* TEXTE SOURCE:
Sousse au crépuscule

Essoussi Kamel

Essoussi Kamel

Mais quelle mouche nous a piqués pour aller sonder l’ambiance de Sousse en plein mois d’Août à la tombée du jour avec un ciel si bas et si sombre qui vous écrase et vous met de suite dans un malaise diffus et imperceptible? L’ennui, la nostalgie, les souvenirs ! Va savoir.
Nous voilà à l’entrée de bab el Quebli face à cette rue désespérément vide qui s’enfonce dans les profondeurs de la médina. Seul un barbu à l’afghane la remonte vers la sortie sur son scooter dont le bruit du moteur pétardant se mêle à la cacophonie des centaines de minarets qui appellent confusément, anarchiquement et disgracieusement à la prière du moghreb .

* CONSIGNES:
A - Dans le texte sur Sousse, en quel mois se déroule la visite de la ville ?
B - Recopiez le texte sur Sousse depuis « Sousse au crépuscule » jusqu'à « du moghreb . » inclus.

* LIGNES:
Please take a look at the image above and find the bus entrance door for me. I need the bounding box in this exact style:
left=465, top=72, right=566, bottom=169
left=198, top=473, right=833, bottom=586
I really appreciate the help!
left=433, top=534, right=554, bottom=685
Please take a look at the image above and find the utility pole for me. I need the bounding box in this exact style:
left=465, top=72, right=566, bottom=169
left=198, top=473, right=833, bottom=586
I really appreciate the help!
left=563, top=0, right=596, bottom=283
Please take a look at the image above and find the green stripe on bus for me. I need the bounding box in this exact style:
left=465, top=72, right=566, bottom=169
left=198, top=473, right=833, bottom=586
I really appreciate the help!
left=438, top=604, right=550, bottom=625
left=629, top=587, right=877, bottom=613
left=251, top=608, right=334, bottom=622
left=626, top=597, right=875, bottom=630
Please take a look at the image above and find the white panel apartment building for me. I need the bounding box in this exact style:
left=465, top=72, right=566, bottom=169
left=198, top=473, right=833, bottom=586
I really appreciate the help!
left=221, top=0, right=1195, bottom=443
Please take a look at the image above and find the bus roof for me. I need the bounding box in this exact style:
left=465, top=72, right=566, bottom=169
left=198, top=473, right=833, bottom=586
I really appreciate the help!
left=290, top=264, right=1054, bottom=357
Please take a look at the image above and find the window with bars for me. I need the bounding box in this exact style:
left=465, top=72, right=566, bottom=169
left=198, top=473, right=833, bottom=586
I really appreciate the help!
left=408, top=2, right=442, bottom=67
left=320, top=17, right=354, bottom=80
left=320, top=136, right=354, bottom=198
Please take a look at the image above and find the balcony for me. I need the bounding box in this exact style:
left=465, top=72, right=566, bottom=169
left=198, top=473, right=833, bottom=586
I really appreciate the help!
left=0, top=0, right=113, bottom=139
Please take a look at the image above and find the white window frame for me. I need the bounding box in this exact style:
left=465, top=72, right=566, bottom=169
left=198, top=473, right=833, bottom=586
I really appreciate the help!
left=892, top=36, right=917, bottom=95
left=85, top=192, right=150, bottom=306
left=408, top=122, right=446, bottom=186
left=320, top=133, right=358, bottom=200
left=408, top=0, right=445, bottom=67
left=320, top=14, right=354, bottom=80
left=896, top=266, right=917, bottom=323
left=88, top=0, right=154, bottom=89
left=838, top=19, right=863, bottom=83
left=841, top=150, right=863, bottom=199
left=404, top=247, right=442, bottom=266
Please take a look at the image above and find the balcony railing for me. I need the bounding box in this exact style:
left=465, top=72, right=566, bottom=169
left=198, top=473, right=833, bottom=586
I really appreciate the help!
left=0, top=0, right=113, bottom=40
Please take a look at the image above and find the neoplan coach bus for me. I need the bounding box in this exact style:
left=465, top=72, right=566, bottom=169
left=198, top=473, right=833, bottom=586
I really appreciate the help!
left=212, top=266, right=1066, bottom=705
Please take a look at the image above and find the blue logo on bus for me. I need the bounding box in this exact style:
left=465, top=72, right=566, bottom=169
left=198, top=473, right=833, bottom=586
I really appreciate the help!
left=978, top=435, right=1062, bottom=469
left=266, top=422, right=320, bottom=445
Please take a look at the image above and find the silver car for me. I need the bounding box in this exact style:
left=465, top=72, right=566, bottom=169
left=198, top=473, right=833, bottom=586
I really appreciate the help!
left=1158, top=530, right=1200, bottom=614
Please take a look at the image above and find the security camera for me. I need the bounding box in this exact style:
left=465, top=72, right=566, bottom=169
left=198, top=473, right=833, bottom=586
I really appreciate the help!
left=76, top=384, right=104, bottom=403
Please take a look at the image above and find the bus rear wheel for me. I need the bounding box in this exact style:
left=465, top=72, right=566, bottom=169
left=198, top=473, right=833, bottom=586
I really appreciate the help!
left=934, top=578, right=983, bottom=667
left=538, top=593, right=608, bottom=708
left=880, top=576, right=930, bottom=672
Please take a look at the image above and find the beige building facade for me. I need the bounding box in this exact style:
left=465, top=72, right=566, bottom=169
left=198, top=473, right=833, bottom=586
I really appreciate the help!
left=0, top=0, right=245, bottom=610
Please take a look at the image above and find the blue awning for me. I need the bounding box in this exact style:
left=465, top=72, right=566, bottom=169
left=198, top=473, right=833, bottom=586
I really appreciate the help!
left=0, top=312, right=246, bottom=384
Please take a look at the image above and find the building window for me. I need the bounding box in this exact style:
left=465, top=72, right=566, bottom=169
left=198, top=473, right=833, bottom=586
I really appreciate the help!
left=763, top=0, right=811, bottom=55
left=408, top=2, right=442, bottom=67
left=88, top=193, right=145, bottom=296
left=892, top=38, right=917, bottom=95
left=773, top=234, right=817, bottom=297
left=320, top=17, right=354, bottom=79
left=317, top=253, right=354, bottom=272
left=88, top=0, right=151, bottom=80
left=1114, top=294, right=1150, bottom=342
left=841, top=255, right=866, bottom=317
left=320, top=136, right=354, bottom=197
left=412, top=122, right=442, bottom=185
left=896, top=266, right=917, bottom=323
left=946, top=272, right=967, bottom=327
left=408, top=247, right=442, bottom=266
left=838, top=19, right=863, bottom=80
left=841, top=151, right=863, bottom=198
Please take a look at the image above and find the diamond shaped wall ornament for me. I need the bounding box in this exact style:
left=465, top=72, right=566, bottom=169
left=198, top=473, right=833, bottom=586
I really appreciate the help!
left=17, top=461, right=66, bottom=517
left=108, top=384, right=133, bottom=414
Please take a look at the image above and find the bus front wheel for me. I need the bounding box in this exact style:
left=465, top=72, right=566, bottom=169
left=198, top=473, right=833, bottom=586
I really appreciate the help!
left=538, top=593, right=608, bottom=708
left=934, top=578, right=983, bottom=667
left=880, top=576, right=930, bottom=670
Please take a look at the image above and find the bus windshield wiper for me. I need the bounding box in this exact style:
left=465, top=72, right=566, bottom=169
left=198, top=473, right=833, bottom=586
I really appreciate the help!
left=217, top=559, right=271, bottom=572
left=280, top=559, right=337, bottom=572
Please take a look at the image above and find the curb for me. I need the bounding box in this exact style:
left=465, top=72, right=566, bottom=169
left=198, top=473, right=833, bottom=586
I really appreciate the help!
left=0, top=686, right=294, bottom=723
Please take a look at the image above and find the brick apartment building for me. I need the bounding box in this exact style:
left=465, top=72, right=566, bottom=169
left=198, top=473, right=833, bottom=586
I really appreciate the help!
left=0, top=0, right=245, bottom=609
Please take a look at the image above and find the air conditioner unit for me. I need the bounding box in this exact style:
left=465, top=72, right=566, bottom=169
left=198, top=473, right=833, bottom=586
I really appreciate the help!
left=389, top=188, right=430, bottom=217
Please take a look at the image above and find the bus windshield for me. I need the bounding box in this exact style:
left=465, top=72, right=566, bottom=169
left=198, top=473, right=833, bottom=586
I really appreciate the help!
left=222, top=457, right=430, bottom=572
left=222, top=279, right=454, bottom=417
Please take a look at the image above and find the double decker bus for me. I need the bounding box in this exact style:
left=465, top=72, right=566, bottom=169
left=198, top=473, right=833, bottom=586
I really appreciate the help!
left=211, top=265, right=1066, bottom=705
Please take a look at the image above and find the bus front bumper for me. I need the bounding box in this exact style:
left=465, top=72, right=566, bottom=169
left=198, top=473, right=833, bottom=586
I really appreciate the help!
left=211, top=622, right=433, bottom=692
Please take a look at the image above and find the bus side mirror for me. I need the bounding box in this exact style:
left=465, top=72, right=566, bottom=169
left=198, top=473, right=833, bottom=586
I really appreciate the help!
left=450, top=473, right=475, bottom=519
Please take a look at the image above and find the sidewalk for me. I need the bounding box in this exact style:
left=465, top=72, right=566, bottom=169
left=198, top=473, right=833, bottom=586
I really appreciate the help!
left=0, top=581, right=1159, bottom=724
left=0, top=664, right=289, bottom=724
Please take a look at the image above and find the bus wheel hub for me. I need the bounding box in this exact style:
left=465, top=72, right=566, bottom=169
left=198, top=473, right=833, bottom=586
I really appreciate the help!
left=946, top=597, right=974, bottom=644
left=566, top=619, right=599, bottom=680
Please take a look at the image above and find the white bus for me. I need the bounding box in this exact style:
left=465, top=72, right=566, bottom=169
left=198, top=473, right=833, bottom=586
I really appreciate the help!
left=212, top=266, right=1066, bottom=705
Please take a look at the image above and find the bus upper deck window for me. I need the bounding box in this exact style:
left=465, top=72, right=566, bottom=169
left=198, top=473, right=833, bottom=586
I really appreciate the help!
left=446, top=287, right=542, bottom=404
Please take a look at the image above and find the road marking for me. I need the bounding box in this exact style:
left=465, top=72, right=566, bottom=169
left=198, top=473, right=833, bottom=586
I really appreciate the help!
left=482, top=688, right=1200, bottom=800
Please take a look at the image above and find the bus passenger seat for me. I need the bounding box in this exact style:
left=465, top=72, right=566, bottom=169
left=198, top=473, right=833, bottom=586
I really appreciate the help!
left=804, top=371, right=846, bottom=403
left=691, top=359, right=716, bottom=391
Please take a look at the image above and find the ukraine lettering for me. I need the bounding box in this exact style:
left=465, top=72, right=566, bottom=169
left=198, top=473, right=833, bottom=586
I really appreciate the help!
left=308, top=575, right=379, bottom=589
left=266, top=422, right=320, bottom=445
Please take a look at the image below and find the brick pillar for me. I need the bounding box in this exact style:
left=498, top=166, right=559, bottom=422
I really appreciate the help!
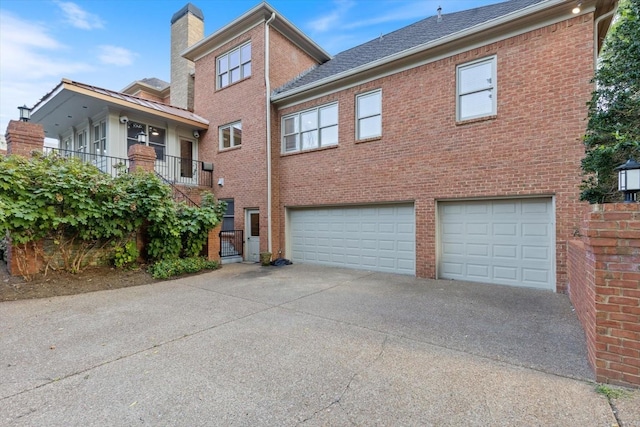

* RÉPONSES:
A - Elle se déroule en plein mois d'août.

B -
Sousse au crépuscule

Essoussi Kamel

Essoussi Kamel

Mais quelle mouche nous a piqués pour aller sonder l’ambiance de Sousse en plein mois d’Août à la tombée du jour avec un ciel si bas et si sombre qui vous écrase et vous met de suite dans un malaise diffus et imperceptible? L’ennui, la nostalgie, les souvenirs ! Va savoir.
Nous voilà à l’entrée de bab el Quebli face à cette rue désespérément vide qui s’enfonce dans les profondeurs de la médina. Seul un barbu à l’afghane la remonte vers la sortie sur son scooter dont le bruit du moteur pétardant se mêle à la cacophonie des centaines de minarets qui appellent confusément, anarchiquement et disgracieusement à la prière du moghreb .